**What you need to do**:
Write out each entry again. Keep every word exactly as it is.

**Materials provided**:
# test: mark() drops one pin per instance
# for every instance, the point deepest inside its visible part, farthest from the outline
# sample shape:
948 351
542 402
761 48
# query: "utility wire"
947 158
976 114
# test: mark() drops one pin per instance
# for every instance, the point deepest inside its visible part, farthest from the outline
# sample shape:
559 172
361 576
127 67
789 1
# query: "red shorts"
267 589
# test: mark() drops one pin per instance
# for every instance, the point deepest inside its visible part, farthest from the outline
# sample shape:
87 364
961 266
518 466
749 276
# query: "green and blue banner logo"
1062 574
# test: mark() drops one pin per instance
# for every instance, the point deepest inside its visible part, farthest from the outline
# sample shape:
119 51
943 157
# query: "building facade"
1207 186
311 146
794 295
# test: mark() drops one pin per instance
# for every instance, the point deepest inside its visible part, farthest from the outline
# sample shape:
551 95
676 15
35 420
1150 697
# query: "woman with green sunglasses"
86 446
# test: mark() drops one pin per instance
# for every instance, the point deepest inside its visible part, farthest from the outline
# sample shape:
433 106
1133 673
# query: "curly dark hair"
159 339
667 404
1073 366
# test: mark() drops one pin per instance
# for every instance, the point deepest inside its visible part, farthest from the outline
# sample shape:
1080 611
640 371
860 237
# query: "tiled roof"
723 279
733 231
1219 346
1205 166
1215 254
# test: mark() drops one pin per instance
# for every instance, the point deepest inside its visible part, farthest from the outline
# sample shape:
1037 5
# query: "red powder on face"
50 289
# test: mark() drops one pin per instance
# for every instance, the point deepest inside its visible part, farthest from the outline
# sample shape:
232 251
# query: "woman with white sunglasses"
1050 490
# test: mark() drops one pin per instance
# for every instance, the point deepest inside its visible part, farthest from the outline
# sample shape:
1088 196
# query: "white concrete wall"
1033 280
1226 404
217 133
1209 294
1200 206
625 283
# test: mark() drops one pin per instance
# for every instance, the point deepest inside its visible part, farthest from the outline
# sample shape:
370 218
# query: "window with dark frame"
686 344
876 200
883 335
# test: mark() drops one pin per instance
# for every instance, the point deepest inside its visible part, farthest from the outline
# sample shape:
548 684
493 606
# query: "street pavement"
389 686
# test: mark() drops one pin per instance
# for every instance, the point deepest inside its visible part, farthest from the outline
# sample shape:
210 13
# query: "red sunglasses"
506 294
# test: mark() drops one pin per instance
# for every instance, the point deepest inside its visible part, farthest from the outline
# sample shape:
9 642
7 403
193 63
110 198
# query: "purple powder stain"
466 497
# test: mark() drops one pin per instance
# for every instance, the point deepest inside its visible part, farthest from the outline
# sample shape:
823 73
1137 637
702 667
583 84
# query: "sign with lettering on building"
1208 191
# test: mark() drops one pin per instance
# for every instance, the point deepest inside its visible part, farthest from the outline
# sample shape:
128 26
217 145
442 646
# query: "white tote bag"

**Complete answer**:
# test: mark() drops one pin per instance
# for every instance, the point deepest inside its visible part, farthest from the outline
# sample shape:
948 351
542 402
761 48
# query: "utility wire"
947 158
976 114
# test: mark() drops one pin per instance
# for every instance, the point deepest inside its visible part, farthest from the outline
# sample shape:
559 172
361 576
127 67
789 1
# query: "red shorts"
267 589
# test: mark() drops one pin per instance
# for every instance, the point deepest inside its visible part, farthest from the outline
# sample shape:
87 364
961 266
518 466
749 276
# query: "green and blue banner logo"
1062 574
# test: mark() drops one pin per instance
# for every instance, the point deepest inside its visible part, farthest from the outline
# sample shape:
119 51
943 157
# query: "building facade"
1207 186
311 146
794 295
# test: mark() drops one pin per instance
# for every instance, the point deepest inside its visible part, farthest from the outline
# sample shape:
551 95
676 15
35 420
1150 697
# query: "woman with green sunglasses"
86 446
# test: mark() drops one pin per instance
# for every instance, the point deepest inside its visible part, farthest from the outline
# sample shape:
433 106
1133 673
# query: "curly dark hair"
159 339
667 404
1073 366
# test: mark() drops one pin per instance
# for every instance, the point deepest inside its visible part, farthest from the outline
# sample shape:
1080 611
640 371
860 237
# query: "tiled roof"
723 279
733 231
1219 346
1205 166
1215 254
# test: mark() drops one pin per instance
# for every instance, the point deepest inside its visible part, farthest from the outline
# sample shape:
1037 5
# query: "red powder on face"
50 289
# test: mark() drops one pin per instance
# for every instance, the point deepest inside its visible part, farthest from the outline
# sample shape:
232 251
# query: "woman with white sunglasses"
1050 490
# test: mark() drops one pin per instance
# for every instance, the point deepest inside its visible part, farthest from the outline
# sample shape:
1088 196
# query: "white concrete wall"
1033 280
1226 404
217 133
1209 294
1200 206
625 283
# test: mark() drops one pin per instance
# for every instance, the point deepest inside its visible part, farthest from the outline
# sample shape:
370 218
# query: "window with dark frame"
686 344
876 200
883 335
# test: mark() drops one pin per instance
# for every instance, the point deepest inside its visible part, farthest from the outline
# sample shape:
548 684
493 606
# query: "street pavement"
389 686
# test: mark() drops one pin per instance
# for every instance, the point deepest inside its visible part, farthest from the outline
# sample shape:
210 13
# query: "red sunglasses"
506 294
# test: mark() drops one pin per instance
# for every instance, the point deepest inside its visible part, farthest from the outline
# sample shape:
9 642
7 403
193 63
110 198
# query: "purple powder stain"
466 497
# test: mark() drops one pin per instance
# for every instance, the point deepest inside its visible part, farthest from the outline
# sample shape:
823 73
1137 637
702 667
583 84
# query: "sign with lettering on building"
1208 191
# test: mark() drops one pin per instance
# for every instance, the point deepest inside its visible part, farthest from the outline
# sample shape:
128 26
217 145
442 646
# query: "white tote bag"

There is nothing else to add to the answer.